What you should output is the data below, unchanged in every character.

Segment Open

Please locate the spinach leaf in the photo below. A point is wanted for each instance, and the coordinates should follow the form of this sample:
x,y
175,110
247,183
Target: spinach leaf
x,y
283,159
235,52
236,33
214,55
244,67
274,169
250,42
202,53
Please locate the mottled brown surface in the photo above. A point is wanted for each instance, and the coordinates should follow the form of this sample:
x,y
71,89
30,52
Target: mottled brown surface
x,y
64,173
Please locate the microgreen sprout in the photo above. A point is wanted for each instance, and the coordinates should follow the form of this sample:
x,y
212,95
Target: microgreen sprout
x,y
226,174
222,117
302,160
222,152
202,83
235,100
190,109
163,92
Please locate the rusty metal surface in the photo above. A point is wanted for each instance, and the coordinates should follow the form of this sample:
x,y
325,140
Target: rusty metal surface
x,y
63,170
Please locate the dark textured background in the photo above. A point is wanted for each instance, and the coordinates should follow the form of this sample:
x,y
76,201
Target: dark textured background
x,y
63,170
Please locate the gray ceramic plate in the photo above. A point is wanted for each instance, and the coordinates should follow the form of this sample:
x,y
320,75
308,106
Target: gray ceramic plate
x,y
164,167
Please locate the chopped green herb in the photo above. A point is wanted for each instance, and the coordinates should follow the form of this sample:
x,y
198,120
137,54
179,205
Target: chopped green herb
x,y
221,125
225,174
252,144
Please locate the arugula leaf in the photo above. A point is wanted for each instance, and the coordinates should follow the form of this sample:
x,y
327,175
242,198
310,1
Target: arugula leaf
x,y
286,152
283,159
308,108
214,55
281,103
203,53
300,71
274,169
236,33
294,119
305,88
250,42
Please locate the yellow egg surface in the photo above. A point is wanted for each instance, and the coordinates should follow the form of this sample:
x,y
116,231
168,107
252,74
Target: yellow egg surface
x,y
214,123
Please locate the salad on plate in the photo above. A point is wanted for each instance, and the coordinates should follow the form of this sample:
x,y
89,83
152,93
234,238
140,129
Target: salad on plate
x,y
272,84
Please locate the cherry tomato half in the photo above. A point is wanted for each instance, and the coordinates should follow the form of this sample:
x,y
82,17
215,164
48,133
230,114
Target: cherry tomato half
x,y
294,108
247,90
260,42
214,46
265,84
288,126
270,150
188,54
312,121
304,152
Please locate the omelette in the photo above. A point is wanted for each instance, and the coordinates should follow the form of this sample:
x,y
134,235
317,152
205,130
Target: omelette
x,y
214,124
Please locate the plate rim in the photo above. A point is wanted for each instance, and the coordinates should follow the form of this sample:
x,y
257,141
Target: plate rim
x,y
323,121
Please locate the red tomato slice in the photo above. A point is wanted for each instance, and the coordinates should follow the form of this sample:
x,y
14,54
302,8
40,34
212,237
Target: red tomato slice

Segment Closed

Written solution:
Please locate the spinach leaf in the photo below. A point is wanted for each instance, and the coordinates should follow the form of this sample:
x,y
175,110
247,183
Target: spinach leaf
x,y
283,159
235,52
236,33
214,55
244,67
274,169
250,42
202,53
Please locate the mottled brown surface in the photo above. A point is wanted for each instance, and the coordinates should follow the form of this sample:
x,y
71,89
30,52
Target: mottled brown surface
x,y
64,173
Please locate the microgreen sprout in the photo above. A point is wanted for each instance, and the coordinates should follow the form of this sample:
x,y
212,95
Target: microgreen sprout
x,y
226,174
222,117
302,160
222,152
202,83
235,100
190,109
163,92
Please locate the rusty metal surface in the photo above. A point is wanted for each instance, and the coordinates should follow the form of this sample:
x,y
325,140
Target: rusty metal surface
x,y
63,170
Please locate the dark textured background in the photo above. A point is wanted for each instance, and the coordinates should follow the form of this sample:
x,y
76,201
Target: dark textured background
x,y
63,170
Please locate the gray ceramic plate in the photo above. A point is wanted for each instance, and the coordinates should follow the form of this sample:
x,y
320,75
308,106
Target: gray ceramic plate
x,y
164,167
Please locate the chopped green herb in the photo above. A point is wanted for each instance, and the coordinates should follow the form of this sample:
x,y
198,120
137,54
179,205
Target: chopped green herb
x,y
221,125
225,174
252,144
Please locate the arugula leaf in the photo above. A point is wanted for each instance, and the coordinates should follow the form of this sample:
x,y
327,175
242,198
310,1
Target: arugula leaf
x,y
286,152
283,159
308,108
214,55
281,103
203,53
300,71
274,169
236,33
294,119
305,88
250,42
Please locate the yellow egg surface in the photo above. A point is wanted for each instance, and the coordinates should follow the form of this sample:
x,y
116,231
168,107
252,74
Target: yellow egg surface
x,y
214,123
Please locate the salad on plate in the photo above. A point is wanted for each instance, and the coordinates should follow the form of this sample:
x,y
89,83
152,93
234,238
140,129
Target: salad on plate
x,y
272,84
Please locate the cherry tomato half in the photo above. A point is wanted for each instance, and the coordinates should follow the form of this sample:
x,y
82,17
215,164
48,133
230,114
Target: cherry tomato half
x,y
294,108
247,90
260,42
214,46
265,84
288,126
270,150
188,54
312,121
304,152
Please locate the omelette in the photo above. A point is wanted for each instance, and the coordinates should follow the form of this sample:
x,y
134,235
317,152
205,130
Target: omelette
x,y
214,124
Please locate the plate rim in the photo above. A point is wanted for each instance, and the coordinates should follow the form of this sample:
x,y
257,141
Target: plate rim
x,y
323,121
Please locate the red tomato slice in the photo above. A point is wanted for each instance, and the coordinates should follow the form of this sample:
x,y
14,54
302,8
40,34
212,237
Target: red tomato slice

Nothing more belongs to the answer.